### Set exercise
Please give the data below again in full, exactly as it stands.

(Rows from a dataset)
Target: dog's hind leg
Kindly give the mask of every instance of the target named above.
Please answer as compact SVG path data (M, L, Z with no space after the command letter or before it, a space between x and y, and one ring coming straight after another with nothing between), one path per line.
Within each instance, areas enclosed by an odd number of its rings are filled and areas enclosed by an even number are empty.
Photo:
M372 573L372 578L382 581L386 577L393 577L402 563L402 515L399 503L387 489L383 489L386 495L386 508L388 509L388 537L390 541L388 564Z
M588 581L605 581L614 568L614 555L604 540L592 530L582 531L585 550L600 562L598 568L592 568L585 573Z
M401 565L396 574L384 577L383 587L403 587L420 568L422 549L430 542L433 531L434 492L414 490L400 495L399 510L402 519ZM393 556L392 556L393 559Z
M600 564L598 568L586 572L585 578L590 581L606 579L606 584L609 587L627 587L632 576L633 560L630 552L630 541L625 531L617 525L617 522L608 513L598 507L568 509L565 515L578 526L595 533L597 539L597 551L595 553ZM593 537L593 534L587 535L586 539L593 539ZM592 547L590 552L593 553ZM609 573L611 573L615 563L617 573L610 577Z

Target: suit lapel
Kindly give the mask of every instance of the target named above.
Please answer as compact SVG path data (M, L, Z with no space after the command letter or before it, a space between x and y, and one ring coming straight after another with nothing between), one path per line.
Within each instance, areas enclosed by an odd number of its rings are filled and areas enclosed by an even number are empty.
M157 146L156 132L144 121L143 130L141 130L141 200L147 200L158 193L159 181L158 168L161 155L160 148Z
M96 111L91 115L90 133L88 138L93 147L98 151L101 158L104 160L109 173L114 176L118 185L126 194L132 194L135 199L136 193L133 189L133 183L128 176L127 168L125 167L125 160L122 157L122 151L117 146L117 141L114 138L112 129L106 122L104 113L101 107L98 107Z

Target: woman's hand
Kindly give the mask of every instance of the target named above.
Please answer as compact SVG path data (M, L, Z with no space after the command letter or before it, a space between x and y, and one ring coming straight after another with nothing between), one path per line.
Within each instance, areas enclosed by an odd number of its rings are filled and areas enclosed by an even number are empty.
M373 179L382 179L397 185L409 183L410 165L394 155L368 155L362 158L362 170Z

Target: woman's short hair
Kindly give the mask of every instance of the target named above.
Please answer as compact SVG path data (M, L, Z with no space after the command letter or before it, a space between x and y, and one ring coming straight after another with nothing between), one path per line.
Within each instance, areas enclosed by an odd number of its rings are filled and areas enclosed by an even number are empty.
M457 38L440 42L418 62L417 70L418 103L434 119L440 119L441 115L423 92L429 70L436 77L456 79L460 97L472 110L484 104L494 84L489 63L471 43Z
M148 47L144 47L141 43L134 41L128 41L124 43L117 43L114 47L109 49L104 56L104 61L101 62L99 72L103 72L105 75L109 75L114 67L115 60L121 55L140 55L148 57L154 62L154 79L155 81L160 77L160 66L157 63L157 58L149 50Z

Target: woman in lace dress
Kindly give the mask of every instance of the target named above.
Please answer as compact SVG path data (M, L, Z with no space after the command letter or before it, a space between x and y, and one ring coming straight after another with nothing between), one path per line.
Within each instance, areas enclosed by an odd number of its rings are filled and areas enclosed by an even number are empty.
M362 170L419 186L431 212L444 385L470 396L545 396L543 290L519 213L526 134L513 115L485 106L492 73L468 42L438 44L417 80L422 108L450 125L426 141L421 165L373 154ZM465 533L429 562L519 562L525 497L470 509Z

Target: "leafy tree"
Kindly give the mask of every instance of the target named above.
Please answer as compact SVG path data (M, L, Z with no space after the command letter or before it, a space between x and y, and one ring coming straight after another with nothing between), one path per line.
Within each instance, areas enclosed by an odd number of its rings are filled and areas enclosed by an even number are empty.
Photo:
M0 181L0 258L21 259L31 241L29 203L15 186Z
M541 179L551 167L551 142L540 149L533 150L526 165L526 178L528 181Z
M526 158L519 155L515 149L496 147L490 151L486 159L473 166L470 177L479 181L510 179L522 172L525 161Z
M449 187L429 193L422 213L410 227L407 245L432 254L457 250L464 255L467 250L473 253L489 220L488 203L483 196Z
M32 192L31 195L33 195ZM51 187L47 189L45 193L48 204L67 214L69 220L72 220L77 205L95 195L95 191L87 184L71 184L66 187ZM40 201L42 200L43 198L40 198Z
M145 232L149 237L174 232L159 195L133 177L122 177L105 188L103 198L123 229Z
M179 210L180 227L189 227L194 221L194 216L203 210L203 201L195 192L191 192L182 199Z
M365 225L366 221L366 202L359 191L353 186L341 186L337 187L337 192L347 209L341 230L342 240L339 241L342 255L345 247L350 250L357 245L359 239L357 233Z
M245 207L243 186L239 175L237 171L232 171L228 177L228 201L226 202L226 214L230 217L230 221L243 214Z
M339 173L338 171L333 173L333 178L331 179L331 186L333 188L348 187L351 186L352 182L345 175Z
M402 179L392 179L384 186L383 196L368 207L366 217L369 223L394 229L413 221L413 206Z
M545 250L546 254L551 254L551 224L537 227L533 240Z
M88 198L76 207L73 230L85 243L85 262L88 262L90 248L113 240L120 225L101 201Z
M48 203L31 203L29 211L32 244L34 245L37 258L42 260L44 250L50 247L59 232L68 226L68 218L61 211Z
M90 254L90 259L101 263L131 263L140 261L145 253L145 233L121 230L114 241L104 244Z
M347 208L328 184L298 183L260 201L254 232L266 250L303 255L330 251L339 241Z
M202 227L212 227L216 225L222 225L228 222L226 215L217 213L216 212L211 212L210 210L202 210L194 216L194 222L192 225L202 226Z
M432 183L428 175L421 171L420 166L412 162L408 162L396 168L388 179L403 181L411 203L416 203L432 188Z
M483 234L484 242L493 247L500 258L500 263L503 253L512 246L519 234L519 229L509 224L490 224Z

### Exercise solution
Target: dog's hind leg
Kindly give the mask of every instance of the target named above.
Please answer as compact SVG path data (M, L, Z with no space after the command letter or before it, a space between x and y, and one ring coming straight after another with nothing between), one path per line.
Within each instance, areas enclosed by an odd number of its rings are filled and areas enclosed by an even number are empty.
Photo:
M372 573L372 578L382 581L386 577L393 577L402 563L402 515L399 503L387 489L383 489L386 495L386 508L388 509L388 537L390 541L388 564Z
M588 581L605 581L614 568L614 555L604 540L592 530L582 531L585 550L600 562L598 568L592 568L585 573Z
M401 565L396 574L384 577L383 587L403 587L420 568L422 549L430 542L433 531L434 492L414 490L400 495L399 510L402 519ZM393 556L392 556L393 559Z
M600 564L598 568L586 572L585 578L590 581L606 579L606 584L609 587L627 587L632 576L633 560L630 552L630 541L625 531L617 525L617 522L608 513L598 507L568 509L565 515L578 526L595 533L597 539L597 551L595 553ZM593 537L593 534L587 535L586 539L593 539ZM592 547L590 552L593 553ZM609 573L611 573L615 563L617 573L610 577Z

Target: suit lapel
Kindly give the mask of every instance of the target named above.
Please answer as compact SVG path data (M, L, Z with no space after the command letter or before it, a space between x and y, and one ring coming straight after another with nothing between), one path per line.
Within each instance, areas enclosed by an odd number of its rings are filled and areas enclosed by an even number are empty.
M157 146L156 132L144 121L143 130L141 130L141 200L147 200L158 193L159 181L158 168L161 155L160 148Z
M96 111L91 115L90 133L88 138L93 147L98 151L101 158L104 160L109 173L114 176L118 185L126 194L132 194L135 199L136 193L133 189L133 183L128 176L127 168L125 167L125 160L122 157L122 151L117 146L117 141L114 138L112 129L106 122L104 113L101 107L98 107Z

Target: woman's hand
Kindly give the mask of every instance of the target named above.
Please answer as compact SVG path data (M, L, Z with no space after the command letter or before it, a space between x and y, and one ring coming straight after another with nothing between), one path per line.
Within each instance, areas enclosed by an odd number of its rings are filled and areas enclosed by an even number are empty.
M373 179L382 179L397 185L409 183L410 165L394 155L368 155L362 158L362 170Z

Target: woman's short hair
Kindly give the mask of every instance of the target named above.
Please answer as compact SVG path data (M, L, Z with no space after the command letter or before it, a space between x and y, and one ring coming straight after another with nothing between), one path per line.
Within each instance, areas enclosed by an odd number of its rings are filled and areas enclosed by an even number are empty.
M457 38L440 42L418 62L417 70L418 103L434 119L440 119L441 115L423 92L429 70L436 77L456 79L460 97L472 110L484 104L494 84L489 63L471 43Z
M148 47L144 47L141 43L134 41L128 41L124 43L117 43L114 47L109 49L104 56L104 61L101 62L99 72L103 72L105 75L109 75L114 67L115 60L121 55L140 55L148 57L154 62L154 79L155 81L160 77L160 66L157 63L157 58L149 50Z

Target: woman in lace dress
Kindly give the mask of every instance of the target named above.
Please answer as compact SVG path data (M, L, Z with no space after the command letter or before it, a space between x and y, and one ring coming straight after another with nothing between), one path per line.
Within each instance, areas enclosed by an odd number of its rings are filled and areas enclosed by an even number are empty.
M362 170L419 186L431 212L444 385L470 396L545 396L543 290L519 213L526 134L513 115L485 106L492 73L468 42L438 44L417 80L422 108L450 125L426 141L421 165L373 154ZM465 533L429 562L519 562L525 497L470 509Z

Target: "leafy tree"
Kindly give the mask of every instance of the target named above.
Please answer as compact SVG path data (M, L, Z with no space after the command letter or before it, a space between x and y, and one ring coming straight after another with nothing between), one path per line.
Within each instance, areas enclosed by an odd number of its rings are filled and areas enclosed by an even number are empty.
Photo:
M0 181L0 258L21 259L31 241L29 203L15 186Z
M541 179L551 167L551 142L540 149L533 150L526 165L526 178L528 181Z
M526 158L519 155L515 149L496 147L490 151L486 159L473 166L470 177L479 181L510 179L522 172L525 161Z
M449 187L429 193L422 213L410 227L407 245L432 254L457 250L464 255L467 250L473 253L489 220L488 203L483 196Z
M32 192L31 195L33 195ZM51 187L47 189L45 193L48 204L67 214L69 220L72 220L77 205L95 195L95 191L87 184L71 184L66 187ZM40 201L42 200L43 198L40 198Z
M145 232L149 237L174 232L159 195L133 177L122 177L105 188L103 198L123 229Z
M179 210L180 227L189 227L194 221L194 216L203 210L203 201L195 192L191 192L182 199Z
M365 225L366 221L366 202L359 191L353 186L341 186L337 187L337 192L347 209L341 230L342 240L339 241L342 255L345 247L350 250L357 245L359 239L357 233Z
M245 207L243 186L239 175L237 171L232 171L228 177L228 201L226 202L226 214L230 217L230 221L243 214Z
M339 173L338 171L333 173L333 178L331 179L331 186L333 188L348 187L351 186L352 182L345 175Z
M402 179L392 179L384 186L383 196L368 207L366 217L369 223L394 229L413 221L413 206Z
M545 250L546 254L551 254L551 224L537 227L533 240Z
M88 198L76 207L73 230L85 243L85 262L88 262L90 248L113 240L120 225L101 201Z
M48 203L31 203L29 211L32 244L34 245L37 258L42 260L44 250L50 247L59 232L68 226L68 218L61 211Z
M90 254L90 259L101 263L131 263L140 261L145 253L145 233L121 230L114 241L104 244Z
M347 208L328 184L298 183L260 201L254 232L266 250L303 255L330 251L339 241Z
M202 227L212 227L216 225L222 225L228 222L226 215L217 213L216 212L211 212L210 210L202 210L194 216L194 222L192 225L202 226Z
M432 183L428 175L421 171L420 166L412 162L408 162L396 168L388 179L403 181L411 203L416 203L432 188Z
M483 234L484 242L493 247L500 258L500 263L503 253L512 246L519 234L519 229L509 224L490 224Z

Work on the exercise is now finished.